## Given request:
Scale the rows from the line containing "Could you then find the floating" up to and including the final line, reproducing every line, requests included. Multiply each bounding box coordinate by 1.05 and round to the nearest whole number, with halves rounded up.

## Excerpts of bounding box rows:
- - - - - - -

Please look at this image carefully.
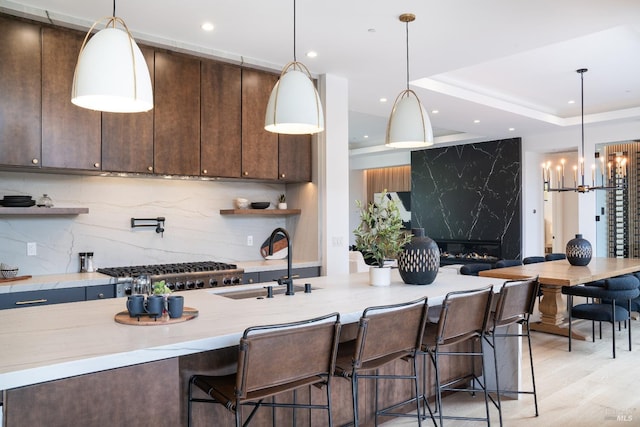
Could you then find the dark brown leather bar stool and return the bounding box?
[422,285,493,427]
[188,313,340,427]
[485,277,539,426]
[335,298,428,426]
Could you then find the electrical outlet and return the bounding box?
[27,242,38,256]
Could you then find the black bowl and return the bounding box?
[251,202,271,209]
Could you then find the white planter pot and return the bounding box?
[369,267,391,286]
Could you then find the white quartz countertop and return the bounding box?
[0,269,503,390]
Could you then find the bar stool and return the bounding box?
[485,277,539,426]
[187,313,340,427]
[335,297,428,426]
[422,285,493,427]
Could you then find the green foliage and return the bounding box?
[153,280,171,295]
[353,190,411,267]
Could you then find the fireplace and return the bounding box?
[434,239,502,266]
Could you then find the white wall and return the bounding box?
[318,74,349,275]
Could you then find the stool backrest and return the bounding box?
[436,285,493,345]
[493,277,539,326]
[236,313,340,399]
[496,259,522,268]
[352,297,428,368]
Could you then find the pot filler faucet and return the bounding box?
[269,227,295,295]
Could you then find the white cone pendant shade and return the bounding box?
[71,18,153,113]
[385,89,433,148]
[264,62,324,135]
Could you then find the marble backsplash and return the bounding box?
[411,138,522,259]
[0,171,297,275]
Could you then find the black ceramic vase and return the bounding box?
[398,228,440,285]
[567,234,592,266]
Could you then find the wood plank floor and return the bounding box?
[384,320,640,427]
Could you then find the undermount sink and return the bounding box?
[216,285,317,299]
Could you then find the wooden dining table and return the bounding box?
[478,257,640,340]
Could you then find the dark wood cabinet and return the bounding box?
[0,16,42,167]
[102,46,154,173]
[153,51,200,175]
[242,69,278,180]
[278,135,311,182]
[42,27,101,170]
[200,60,242,178]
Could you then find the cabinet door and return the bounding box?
[0,287,85,310]
[42,28,101,170]
[102,46,153,173]
[242,69,278,180]
[200,60,242,178]
[153,52,200,175]
[0,17,42,166]
[278,135,311,182]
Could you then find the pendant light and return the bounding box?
[385,13,433,148]
[264,0,324,135]
[542,68,627,193]
[71,0,153,113]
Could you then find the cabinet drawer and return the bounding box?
[86,285,116,301]
[0,287,85,310]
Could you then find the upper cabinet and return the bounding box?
[200,60,242,178]
[0,16,42,167]
[278,135,311,182]
[242,69,278,180]
[153,51,200,176]
[42,27,101,170]
[0,14,311,183]
[102,46,154,173]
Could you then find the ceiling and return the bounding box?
[0,0,640,155]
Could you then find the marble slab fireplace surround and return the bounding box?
[411,138,522,259]
[0,171,302,275]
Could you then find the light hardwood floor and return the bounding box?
[384,320,640,427]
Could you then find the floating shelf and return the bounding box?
[0,206,89,216]
[220,209,302,216]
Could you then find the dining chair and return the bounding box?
[187,313,340,427]
[335,297,428,426]
[485,277,540,426]
[562,275,640,359]
[421,285,493,427]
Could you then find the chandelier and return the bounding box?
[542,68,627,193]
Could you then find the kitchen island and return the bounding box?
[0,271,510,426]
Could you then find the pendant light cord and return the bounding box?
[404,19,409,90]
[292,0,298,62]
[578,69,587,185]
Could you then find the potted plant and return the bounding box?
[278,194,287,209]
[353,190,411,286]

- - - - - - -

## Output for this task:
Could you then find the floating shelf and return the bounding box?
[0,216,93,227]
[231,219,317,227]
Could you then find the dining chair and return the bounding box?
[196,329,357,448]
[352,312,449,447]
[509,291,567,447]
[590,289,672,377]
[442,299,518,448]
Could you then find the chandelier and return the bounding box?
[569,71,658,203]
Could you then find the kitchen island and return the bounding box?
[0,285,536,447]
Could you then find the pendant light cord and return the bounding box?
[424,20,429,95]
[307,0,313,65]
[607,72,616,194]
Could you then find the potted plant and return the bounding box?
[292,204,301,219]
[371,200,432,300]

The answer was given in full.